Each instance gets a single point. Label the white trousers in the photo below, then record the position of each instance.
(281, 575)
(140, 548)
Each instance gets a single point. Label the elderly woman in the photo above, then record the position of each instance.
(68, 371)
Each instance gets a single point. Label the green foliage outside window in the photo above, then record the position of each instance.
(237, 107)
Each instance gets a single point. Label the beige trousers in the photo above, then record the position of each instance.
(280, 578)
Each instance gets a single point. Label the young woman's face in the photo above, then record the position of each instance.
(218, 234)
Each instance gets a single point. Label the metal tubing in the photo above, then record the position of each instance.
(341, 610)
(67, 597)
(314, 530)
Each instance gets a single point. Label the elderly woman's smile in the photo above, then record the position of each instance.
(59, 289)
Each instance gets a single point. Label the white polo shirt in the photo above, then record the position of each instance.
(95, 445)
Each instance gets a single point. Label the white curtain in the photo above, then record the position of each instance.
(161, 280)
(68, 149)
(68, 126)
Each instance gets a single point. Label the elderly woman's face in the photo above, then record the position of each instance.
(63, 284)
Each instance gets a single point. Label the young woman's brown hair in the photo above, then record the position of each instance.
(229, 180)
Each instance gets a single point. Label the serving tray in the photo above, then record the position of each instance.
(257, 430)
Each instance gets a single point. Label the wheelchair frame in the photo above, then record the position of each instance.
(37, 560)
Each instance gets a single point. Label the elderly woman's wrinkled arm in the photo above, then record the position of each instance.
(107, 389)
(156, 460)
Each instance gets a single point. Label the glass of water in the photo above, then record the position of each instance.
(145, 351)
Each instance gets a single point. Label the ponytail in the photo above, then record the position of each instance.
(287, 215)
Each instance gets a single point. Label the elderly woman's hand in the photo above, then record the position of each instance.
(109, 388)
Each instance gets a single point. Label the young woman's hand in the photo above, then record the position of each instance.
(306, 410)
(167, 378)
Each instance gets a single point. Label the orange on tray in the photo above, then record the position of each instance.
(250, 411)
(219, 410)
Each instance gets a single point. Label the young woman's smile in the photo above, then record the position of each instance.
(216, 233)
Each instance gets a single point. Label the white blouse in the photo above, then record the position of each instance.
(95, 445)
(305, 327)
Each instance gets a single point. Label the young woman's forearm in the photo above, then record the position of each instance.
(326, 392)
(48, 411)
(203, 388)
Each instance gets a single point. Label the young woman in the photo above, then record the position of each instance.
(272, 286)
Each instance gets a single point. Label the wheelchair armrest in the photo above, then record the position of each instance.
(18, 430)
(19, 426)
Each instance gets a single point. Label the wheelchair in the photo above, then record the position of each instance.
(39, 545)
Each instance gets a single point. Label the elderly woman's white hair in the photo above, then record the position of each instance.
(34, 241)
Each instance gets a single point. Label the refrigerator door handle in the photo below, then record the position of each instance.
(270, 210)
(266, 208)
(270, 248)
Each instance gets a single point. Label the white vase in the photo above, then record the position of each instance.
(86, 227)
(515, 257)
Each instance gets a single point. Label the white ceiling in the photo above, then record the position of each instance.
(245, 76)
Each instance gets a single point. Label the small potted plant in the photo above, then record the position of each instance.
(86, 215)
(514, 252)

------------------------------------

TASK INSTRUCTIONS:
Your answer must be every record above, retyped exactly.

REPLY TO THE TASK:
Each instance gets a single point. Label the white trousers in the photo below, then record the position of each instance.
(281, 575)
(140, 548)
Each instance gets a single point. Label the elderly woman in the photo above, then record the position of each instance.
(68, 371)
Each instance gets a single point. Label the green foliage outside window in the photo above, then record the position of each instance.
(237, 107)
Each instance gets a single point. Label the beige trousers in the photo above, then record the position of each instance.
(280, 578)
Each instance gets a single point. Label the young woman's face in the photo above, then record the position of each instance.
(218, 234)
Each instance gets a single point. Label the metal tubing in the photo above, then record the position of each instance.
(341, 610)
(67, 597)
(314, 530)
Each instance gets a single point. Label the elderly woman's smile in the photo above, then record the position of each instance.
(59, 289)
Each instance gets a single point. Label the white polo shirt in the photo above, then record the position of each instance.
(95, 445)
Each instance gets a single point. Label the white curtain in the photo above, then record the position of each instance.
(161, 280)
(68, 149)
(68, 126)
Each instance gets a single point. Label the elderly woman's face in the photo above, then record the position of each instance.
(63, 284)
Each instance gets a single point. Label the young woman's brown hair in the photo above, then record the position of each instance.
(229, 180)
Each instance gets a single point. Label the serving tray in the photo above, then record the position of each instance.
(257, 430)
Each instance gets a single point. Label the wheelchair frame in the photo above, then record the position of each instance.
(37, 560)
Each instance gets a single point. Label the elderly woman's wrinkled arm in the photo above, then record the position of each instance.
(107, 389)
(156, 460)
Each instance gets a single point. Label the glass of water in the photo above, then record the position of each instance.
(145, 351)
Each instance gets a single point. Label the ponytail in the photo above, then record the position of each instance.
(287, 215)
Each instance gets a single point. Label the elderly woman's hand in the photo above, then record the position of each instance.
(109, 388)
Each instance gets a single point. Label the young woman's hand in the photo above, then record the position of each instance.
(306, 410)
(167, 378)
Each instance gets a single point. Label the orange on tray in the photo above, then record the position of each instance.
(250, 411)
(219, 410)
Each instance gets a single point. Label the young woman's smile in the photo above, then record the position of each instance.
(216, 233)
Each instance gets a single point. Label the white blouse in the photo above, then record the position of each instance.
(95, 445)
(305, 327)
Each instance gets a single point. Label the young woman's forearm in the photo above, then record the position of each instance.
(326, 392)
(48, 411)
(203, 388)
Each instance gets a single point. Label the young woman in the photo above, then record the position of each instance.
(272, 286)
Each instance gets a single point. Label the wheelchair armrest in the photo above, then record the position of each instance.
(18, 430)
(19, 426)
Each instance gets a single point. Label the wheelchair in the photo above, then record the position of each instance.
(39, 545)
Each instance gets a single point. Label the elderly woman's white hair in the photo above, then record the position of each instance.
(34, 241)
Each instance gets a single point. Label the refrigerator door handle in the photo below, then record the position of each instance.
(270, 210)
(266, 208)
(270, 248)
Each instance gets a single point. Label the white vase in the photo above, then record the position of each instance.
(86, 227)
(515, 257)
Each instance gets a single point. Label the white ceiling in the photo above, then record the position of each instance.
(245, 76)
Each instance gets a single point. Label the small potted plant in the photo above, then record the position of each instance.
(86, 215)
(514, 252)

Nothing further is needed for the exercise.